**Data extracts**
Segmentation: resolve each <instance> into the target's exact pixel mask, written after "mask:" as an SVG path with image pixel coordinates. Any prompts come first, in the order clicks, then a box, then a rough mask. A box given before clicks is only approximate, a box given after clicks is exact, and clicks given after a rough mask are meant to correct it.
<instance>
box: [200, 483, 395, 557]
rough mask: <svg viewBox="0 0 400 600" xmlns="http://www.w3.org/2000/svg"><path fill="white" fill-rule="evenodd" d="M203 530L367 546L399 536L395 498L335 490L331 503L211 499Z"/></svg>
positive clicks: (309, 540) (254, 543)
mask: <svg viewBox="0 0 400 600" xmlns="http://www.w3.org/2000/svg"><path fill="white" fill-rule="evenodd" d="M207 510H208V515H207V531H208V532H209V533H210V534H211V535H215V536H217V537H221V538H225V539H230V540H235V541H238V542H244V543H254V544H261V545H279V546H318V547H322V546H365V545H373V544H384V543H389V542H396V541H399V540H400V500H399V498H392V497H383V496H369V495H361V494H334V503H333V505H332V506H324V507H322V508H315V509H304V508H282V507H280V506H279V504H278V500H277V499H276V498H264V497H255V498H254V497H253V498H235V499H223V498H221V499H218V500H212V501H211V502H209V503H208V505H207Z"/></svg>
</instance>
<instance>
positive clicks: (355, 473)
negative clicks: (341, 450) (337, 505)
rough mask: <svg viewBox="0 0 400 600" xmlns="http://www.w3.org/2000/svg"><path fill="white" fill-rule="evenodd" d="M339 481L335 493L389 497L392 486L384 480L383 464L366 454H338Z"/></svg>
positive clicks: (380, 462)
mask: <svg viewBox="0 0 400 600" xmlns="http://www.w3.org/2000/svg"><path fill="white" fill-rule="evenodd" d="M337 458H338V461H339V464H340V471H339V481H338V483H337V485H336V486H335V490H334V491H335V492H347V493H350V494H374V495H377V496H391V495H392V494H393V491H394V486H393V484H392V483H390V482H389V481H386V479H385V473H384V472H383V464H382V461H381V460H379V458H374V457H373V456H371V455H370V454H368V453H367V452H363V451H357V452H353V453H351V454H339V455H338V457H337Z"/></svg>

**What to do**
Give back the data above word for word.

**Solution for this exercise**
Segmentation: resolve each <instance> into the target's exact pixel mask, written after "mask:" as an SVG path with image pixel coordinates. Any prompts come first, in the order clicks, then a box, then a rough mask. A box given before clicks is only approximate, a box given after clicks is exact, and clicks given after a rough mask are meant to correct it.
<instance>
box: [200, 483, 395, 557]
rough mask: <svg viewBox="0 0 400 600" xmlns="http://www.w3.org/2000/svg"><path fill="white" fill-rule="evenodd" d="M203 530L367 546L399 536L395 498L335 490L331 503L211 499Z"/></svg>
positive clicks: (309, 540) (254, 543)
mask: <svg viewBox="0 0 400 600" xmlns="http://www.w3.org/2000/svg"><path fill="white" fill-rule="evenodd" d="M207 510H208V515H207V531H208V532H209V533H210V534H211V535H215V536H217V537H221V538H225V539H230V540H235V541H238V542H244V543H254V544H261V545H279V546H318V547H322V546H365V545H373V544H384V543H389V542H396V541H399V540H400V500H399V498H392V497H383V496H369V495H361V494H334V503H333V505H332V506H324V507H322V508H315V509H304V508H282V507H280V506H279V504H278V500H277V499H276V498H264V497H255V498H254V497H253V498H235V499H223V498H221V499H218V500H212V501H211V502H209V503H208V505H207Z"/></svg>
</instance>
<instance>
positive clicks: (355, 473)
negative clicks: (341, 450) (337, 505)
rough mask: <svg viewBox="0 0 400 600" xmlns="http://www.w3.org/2000/svg"><path fill="white" fill-rule="evenodd" d="M339 481L335 493L389 497L392 486L384 480L383 464L366 454H338Z"/></svg>
positive clicks: (380, 462)
mask: <svg viewBox="0 0 400 600" xmlns="http://www.w3.org/2000/svg"><path fill="white" fill-rule="evenodd" d="M337 458H338V461H339V464H340V471H339V481H338V483H337V485H336V486H335V490H334V491H335V492H347V493H350V494H374V495H377V496H391V495H392V494H393V491H394V486H393V484H392V483H390V482H389V481H386V479H385V473H384V472H383V464H382V461H381V460H379V458H374V457H373V456H371V455H370V454H368V453H367V452H363V451H357V452H353V453H351V454H339V455H338V457H337Z"/></svg>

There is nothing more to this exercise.